* **EXTRAIT À LIRE**:

---

En 2020 le même effet s’est produit dans un autre district, où l’une des deux chefferies avait rénové le toit d’une chapelle et, pour la première fois, des personnes de l’autre groupe politique sont allées donner un coup de main. « Ceci est l’un des exemples que je peux donner des effets produits par ce genre de rassemblement – explique Eva – ils commencent à se mettre ensemble petit à petit : voilà l’écologie de la réconciliation. Certes, tous les chefs des districts n’acceptent pas toujours notre invitation, mais on ne va pas reculer, on continue ! ».

---

* **DONNÉES ENREGISTRÉES**:
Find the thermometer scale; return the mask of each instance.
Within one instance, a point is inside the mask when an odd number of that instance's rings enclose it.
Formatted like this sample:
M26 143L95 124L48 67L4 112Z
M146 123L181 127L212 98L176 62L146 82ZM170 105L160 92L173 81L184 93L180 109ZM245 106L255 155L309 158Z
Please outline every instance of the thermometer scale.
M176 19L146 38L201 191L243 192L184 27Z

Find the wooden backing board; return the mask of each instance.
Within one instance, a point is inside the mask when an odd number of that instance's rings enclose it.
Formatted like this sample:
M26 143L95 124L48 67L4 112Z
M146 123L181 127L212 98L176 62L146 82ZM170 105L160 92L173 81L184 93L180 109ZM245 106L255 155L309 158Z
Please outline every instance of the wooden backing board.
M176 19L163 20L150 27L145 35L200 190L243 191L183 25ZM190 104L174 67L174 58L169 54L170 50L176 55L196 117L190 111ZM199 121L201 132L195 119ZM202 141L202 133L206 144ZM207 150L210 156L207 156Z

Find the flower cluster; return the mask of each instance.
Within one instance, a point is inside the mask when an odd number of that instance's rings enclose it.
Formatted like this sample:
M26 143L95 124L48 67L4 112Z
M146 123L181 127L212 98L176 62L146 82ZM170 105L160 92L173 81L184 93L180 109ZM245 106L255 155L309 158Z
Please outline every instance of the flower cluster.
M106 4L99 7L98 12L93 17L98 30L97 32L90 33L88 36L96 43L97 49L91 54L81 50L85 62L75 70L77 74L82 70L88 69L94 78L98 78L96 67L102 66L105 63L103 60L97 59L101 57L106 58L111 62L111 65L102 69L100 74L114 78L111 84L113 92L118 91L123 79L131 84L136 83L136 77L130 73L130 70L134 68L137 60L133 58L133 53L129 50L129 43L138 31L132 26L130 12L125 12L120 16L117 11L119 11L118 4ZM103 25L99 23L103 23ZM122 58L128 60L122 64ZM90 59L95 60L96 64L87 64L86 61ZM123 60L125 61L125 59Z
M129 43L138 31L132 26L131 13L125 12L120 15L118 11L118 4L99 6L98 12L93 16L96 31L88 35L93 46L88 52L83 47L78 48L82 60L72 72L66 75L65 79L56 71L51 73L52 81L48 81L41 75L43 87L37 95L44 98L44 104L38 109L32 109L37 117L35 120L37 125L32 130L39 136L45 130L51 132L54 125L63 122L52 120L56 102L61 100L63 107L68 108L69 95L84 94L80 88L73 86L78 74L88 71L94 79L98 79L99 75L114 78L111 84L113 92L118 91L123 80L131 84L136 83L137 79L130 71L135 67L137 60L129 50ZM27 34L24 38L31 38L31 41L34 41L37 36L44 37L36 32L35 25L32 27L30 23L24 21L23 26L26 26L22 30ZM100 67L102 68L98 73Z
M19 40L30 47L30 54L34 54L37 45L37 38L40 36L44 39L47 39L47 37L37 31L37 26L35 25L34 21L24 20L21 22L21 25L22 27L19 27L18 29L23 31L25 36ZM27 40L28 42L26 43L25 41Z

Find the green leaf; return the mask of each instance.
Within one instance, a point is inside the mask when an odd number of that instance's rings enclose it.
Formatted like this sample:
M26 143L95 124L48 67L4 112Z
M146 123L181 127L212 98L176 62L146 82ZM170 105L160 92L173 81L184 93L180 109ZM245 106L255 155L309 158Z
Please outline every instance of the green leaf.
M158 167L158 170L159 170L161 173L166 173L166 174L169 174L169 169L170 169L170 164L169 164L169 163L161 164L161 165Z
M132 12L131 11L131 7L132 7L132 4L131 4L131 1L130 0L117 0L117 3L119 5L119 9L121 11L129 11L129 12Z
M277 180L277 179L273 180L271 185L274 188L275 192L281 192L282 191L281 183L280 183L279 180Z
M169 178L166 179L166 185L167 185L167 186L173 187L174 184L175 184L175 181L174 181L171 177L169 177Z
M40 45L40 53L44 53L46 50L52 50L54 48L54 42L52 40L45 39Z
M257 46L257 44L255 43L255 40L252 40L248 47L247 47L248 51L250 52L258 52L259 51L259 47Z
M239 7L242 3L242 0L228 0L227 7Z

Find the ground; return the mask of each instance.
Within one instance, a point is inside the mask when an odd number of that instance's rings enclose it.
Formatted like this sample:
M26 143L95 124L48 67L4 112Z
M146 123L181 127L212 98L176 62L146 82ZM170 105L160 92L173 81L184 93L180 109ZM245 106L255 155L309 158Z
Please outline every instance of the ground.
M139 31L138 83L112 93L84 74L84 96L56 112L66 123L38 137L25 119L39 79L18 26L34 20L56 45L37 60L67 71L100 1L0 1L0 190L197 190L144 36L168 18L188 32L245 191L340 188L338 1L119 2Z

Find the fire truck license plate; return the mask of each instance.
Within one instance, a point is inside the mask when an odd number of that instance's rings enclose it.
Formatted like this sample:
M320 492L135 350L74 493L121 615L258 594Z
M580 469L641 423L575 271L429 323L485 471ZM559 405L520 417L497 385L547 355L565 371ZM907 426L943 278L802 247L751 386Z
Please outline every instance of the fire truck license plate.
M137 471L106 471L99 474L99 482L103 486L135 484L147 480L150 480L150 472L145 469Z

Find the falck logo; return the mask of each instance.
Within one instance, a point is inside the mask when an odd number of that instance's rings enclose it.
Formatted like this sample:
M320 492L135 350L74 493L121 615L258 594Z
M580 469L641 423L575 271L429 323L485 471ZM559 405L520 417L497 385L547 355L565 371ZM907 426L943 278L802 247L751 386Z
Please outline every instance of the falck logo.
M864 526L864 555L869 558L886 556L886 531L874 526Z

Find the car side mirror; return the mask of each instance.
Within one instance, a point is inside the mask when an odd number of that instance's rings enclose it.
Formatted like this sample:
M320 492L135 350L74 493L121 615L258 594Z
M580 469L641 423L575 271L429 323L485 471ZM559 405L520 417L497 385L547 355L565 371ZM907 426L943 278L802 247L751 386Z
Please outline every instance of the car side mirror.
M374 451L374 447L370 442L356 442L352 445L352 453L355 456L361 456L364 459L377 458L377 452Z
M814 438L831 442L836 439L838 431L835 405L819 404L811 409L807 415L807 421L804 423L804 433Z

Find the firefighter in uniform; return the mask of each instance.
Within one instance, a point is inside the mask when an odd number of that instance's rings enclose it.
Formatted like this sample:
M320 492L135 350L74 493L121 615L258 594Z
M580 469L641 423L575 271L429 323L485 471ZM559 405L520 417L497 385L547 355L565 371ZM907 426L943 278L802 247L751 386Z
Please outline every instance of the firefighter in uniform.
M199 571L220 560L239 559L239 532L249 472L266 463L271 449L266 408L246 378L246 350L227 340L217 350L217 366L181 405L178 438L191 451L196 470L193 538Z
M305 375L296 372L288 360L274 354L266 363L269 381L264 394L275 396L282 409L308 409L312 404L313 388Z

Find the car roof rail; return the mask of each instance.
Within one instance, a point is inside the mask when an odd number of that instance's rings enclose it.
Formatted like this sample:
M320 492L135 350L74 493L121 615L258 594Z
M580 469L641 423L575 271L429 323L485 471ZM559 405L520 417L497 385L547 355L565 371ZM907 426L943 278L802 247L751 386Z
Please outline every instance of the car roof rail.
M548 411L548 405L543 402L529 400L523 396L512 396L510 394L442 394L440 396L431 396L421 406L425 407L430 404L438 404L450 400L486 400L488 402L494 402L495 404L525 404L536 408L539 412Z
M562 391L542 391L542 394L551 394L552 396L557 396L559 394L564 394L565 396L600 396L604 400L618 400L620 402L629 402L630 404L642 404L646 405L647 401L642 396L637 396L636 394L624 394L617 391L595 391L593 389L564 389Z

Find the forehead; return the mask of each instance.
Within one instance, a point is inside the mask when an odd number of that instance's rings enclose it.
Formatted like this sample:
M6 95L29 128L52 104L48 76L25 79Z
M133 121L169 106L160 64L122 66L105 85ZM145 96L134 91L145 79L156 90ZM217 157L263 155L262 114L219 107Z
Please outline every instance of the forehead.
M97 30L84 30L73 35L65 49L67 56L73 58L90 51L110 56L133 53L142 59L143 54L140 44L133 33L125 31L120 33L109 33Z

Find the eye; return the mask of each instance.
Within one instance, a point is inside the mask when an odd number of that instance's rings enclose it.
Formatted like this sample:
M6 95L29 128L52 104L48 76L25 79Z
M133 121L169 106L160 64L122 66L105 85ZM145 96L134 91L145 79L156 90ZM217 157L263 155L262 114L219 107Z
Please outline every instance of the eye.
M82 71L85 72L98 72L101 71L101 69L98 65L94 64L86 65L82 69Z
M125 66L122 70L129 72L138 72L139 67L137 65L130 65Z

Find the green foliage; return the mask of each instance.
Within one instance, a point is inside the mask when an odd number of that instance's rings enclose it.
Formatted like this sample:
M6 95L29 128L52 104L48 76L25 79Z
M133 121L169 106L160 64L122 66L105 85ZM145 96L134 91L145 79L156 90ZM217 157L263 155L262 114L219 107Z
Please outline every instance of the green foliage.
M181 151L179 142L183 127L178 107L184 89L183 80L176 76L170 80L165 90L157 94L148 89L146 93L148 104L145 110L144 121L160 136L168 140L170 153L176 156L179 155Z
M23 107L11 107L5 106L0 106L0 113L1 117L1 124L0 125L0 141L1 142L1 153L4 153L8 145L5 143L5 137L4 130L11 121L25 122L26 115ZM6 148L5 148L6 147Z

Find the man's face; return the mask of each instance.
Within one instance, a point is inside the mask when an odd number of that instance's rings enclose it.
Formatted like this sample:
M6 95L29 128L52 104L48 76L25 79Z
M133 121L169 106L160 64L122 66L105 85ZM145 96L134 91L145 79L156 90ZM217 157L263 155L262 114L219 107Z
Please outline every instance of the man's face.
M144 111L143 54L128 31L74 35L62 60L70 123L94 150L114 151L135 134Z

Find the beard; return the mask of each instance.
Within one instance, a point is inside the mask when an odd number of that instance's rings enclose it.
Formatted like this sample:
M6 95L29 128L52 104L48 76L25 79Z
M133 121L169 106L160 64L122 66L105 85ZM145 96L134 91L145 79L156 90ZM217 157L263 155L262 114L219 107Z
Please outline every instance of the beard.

---

* **CONSIGNE 1**: D'après l'extrait, pourquoi Eva évoque-t-elle l'aide apportée à la rénovation du toit d'une chapelle ? Répondez en une à trois phrases.
* **CONSIGNE 2**: Selon l'extrait, qu'avait rénové l'une des deux chefferies en 2020 ?
Les entrées proviennent d'une autre source que l'extrait.

* **RÉPONSE RÉDIGÉE 1**: Eva cite cet épisode comme l'un des exemples des effets produits par ce genre de rassemblement. Pour la première fois, des personnes de l'autre groupe politique sont allées donner un coup de main, signe que les deux camps commencent à se mettre ensemble petit à petit. C'est ce qu'elle appelle « l'écologie de la réconciliation ».

* **RÉPONSE RÉDIGÉE 2**: Le toit d'une chapelle.